# YOUR OBJECTIVE
Please reproduce exactly the lines from the start of the records through the one containing "indicate the plain", and nothing more.

# AVAILABLE RECORDS
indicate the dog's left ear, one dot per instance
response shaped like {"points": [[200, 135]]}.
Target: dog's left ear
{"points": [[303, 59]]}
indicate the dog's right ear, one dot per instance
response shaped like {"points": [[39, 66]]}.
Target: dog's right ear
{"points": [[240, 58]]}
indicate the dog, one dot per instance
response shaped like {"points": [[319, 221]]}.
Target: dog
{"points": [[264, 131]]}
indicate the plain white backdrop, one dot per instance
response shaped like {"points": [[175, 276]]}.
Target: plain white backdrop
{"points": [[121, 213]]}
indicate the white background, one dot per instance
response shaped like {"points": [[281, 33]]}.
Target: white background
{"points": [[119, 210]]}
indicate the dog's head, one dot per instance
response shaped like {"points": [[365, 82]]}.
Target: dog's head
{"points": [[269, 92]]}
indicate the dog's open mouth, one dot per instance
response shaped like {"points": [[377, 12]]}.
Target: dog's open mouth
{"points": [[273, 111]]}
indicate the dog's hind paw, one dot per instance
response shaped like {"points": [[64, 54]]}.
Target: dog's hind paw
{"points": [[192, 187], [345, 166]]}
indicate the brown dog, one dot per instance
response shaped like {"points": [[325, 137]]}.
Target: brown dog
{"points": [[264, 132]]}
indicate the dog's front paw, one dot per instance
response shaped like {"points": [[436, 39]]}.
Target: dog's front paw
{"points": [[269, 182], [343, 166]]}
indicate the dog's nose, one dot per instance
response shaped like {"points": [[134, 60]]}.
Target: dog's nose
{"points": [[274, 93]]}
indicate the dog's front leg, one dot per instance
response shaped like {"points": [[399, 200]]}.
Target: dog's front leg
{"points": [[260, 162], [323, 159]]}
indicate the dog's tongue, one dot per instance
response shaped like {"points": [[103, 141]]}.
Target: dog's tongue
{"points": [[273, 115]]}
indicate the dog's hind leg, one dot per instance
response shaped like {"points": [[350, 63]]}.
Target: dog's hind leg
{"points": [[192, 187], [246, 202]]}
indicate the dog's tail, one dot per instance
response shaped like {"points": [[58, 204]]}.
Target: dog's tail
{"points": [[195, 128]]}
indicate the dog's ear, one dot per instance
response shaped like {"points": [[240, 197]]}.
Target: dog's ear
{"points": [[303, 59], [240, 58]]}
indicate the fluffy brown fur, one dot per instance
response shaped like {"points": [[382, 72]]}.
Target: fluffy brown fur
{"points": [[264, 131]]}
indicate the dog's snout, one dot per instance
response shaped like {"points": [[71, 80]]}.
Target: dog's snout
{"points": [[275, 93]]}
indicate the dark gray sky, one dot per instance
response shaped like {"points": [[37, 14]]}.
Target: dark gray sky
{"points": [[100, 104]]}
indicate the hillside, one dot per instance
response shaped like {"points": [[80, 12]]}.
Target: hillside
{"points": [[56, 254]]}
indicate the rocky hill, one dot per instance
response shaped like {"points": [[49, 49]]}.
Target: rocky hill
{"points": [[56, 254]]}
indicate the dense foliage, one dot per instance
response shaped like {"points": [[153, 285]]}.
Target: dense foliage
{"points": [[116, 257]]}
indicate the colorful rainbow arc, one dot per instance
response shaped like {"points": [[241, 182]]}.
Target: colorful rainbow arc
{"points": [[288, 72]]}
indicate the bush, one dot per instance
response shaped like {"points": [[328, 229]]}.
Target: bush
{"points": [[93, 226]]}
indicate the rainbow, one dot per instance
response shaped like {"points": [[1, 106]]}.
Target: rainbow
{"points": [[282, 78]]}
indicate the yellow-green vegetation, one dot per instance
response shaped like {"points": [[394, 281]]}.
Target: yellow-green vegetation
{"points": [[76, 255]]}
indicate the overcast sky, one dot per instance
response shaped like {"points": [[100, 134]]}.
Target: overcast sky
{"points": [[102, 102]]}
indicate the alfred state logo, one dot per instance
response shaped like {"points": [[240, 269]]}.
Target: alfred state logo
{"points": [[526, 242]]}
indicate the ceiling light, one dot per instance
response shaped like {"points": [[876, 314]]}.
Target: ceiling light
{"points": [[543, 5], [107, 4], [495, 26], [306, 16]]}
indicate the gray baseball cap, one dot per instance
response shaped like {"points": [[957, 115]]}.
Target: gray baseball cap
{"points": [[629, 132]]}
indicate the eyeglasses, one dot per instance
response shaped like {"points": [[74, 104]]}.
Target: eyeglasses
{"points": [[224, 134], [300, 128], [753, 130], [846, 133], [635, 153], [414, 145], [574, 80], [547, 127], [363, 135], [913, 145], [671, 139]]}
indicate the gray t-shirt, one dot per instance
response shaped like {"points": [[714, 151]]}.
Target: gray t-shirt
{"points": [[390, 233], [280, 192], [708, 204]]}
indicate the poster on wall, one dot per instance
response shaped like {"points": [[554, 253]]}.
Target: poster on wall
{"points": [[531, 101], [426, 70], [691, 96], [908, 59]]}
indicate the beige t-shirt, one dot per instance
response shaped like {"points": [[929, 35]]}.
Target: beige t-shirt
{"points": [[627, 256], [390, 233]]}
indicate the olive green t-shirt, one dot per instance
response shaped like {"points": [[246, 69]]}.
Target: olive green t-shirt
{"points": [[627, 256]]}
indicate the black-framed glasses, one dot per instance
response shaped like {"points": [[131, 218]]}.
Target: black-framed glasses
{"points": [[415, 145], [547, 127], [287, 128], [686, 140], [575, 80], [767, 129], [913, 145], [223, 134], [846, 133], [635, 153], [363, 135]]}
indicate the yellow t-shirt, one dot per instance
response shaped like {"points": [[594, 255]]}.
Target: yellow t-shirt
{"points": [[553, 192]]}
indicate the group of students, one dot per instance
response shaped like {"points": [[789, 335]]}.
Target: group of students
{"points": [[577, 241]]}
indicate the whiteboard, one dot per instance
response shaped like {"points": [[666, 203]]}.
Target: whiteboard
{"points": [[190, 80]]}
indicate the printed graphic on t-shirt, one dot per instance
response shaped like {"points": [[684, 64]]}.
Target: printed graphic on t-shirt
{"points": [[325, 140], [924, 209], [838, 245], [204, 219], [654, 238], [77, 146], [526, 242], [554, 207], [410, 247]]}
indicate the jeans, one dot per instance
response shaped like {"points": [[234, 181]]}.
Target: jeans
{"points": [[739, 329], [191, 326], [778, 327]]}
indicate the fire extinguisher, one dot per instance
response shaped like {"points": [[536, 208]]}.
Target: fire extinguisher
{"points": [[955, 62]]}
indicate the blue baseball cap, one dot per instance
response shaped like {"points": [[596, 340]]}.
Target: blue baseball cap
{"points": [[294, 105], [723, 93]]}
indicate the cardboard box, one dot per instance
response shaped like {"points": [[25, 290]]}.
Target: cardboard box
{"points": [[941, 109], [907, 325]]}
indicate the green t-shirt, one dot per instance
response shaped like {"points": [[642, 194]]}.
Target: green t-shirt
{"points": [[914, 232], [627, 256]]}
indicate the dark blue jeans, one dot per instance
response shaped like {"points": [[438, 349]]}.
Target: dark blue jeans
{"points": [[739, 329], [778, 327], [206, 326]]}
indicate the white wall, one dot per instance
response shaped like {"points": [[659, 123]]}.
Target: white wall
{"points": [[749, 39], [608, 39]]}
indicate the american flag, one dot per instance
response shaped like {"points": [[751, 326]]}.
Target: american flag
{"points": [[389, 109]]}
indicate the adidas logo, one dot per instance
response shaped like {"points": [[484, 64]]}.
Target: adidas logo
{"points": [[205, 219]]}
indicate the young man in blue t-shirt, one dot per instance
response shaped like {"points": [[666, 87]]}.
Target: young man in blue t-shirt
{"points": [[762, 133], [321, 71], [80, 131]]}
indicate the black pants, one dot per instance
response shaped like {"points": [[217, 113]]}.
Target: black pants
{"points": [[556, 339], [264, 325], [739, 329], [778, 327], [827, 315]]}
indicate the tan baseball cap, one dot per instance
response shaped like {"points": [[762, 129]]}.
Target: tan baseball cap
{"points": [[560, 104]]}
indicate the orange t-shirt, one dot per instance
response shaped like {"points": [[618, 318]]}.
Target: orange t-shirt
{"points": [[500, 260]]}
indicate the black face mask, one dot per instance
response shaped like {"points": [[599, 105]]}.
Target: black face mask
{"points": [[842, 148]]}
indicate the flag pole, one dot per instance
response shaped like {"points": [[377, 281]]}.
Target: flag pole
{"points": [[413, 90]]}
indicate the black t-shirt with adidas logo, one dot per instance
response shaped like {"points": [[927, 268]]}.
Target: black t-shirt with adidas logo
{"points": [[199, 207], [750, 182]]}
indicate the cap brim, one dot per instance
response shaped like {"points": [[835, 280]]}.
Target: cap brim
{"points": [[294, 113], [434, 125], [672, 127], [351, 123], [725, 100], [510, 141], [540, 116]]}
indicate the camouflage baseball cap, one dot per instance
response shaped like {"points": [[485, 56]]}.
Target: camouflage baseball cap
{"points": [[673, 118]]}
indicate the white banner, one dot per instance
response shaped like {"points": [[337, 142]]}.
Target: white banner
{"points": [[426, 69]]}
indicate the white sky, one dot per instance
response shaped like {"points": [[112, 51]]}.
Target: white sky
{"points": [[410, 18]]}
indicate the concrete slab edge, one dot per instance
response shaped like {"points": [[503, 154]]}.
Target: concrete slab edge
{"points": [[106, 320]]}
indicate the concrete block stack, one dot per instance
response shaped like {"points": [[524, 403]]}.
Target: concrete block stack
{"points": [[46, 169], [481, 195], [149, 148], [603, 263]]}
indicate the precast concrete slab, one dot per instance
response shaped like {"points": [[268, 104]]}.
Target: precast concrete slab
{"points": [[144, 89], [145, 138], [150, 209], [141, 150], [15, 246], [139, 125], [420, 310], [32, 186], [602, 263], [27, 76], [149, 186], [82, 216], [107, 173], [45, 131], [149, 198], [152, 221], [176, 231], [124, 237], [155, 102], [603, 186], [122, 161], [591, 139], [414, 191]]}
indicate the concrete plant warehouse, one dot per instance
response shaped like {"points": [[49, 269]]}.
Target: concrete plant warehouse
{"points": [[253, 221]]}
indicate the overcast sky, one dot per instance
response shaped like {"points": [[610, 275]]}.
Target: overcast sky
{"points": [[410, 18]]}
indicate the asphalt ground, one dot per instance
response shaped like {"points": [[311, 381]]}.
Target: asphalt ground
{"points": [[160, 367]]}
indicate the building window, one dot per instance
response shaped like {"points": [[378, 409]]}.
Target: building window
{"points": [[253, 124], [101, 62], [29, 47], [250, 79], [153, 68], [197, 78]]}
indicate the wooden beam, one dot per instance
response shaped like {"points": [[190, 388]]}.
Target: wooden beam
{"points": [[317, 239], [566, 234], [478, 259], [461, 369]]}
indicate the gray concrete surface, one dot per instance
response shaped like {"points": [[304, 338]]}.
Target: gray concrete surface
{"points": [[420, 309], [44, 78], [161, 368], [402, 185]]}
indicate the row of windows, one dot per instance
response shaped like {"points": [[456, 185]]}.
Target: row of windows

# PROBLEM SOLUTION
indicate the dog's left ear, one dot per instance
response shaped like {"points": [[200, 135]]}.
Target: dog's left ear
{"points": [[303, 59]]}
indicate the dog's right ear, one dot per instance
response shaped like {"points": [[39, 66]]}.
Target: dog's right ear
{"points": [[240, 58]]}
indicate the dog, one dot per instance
response shaped like {"points": [[319, 221]]}.
Target: dog
{"points": [[264, 131]]}
indicate the plain white backdrop, one dot per instance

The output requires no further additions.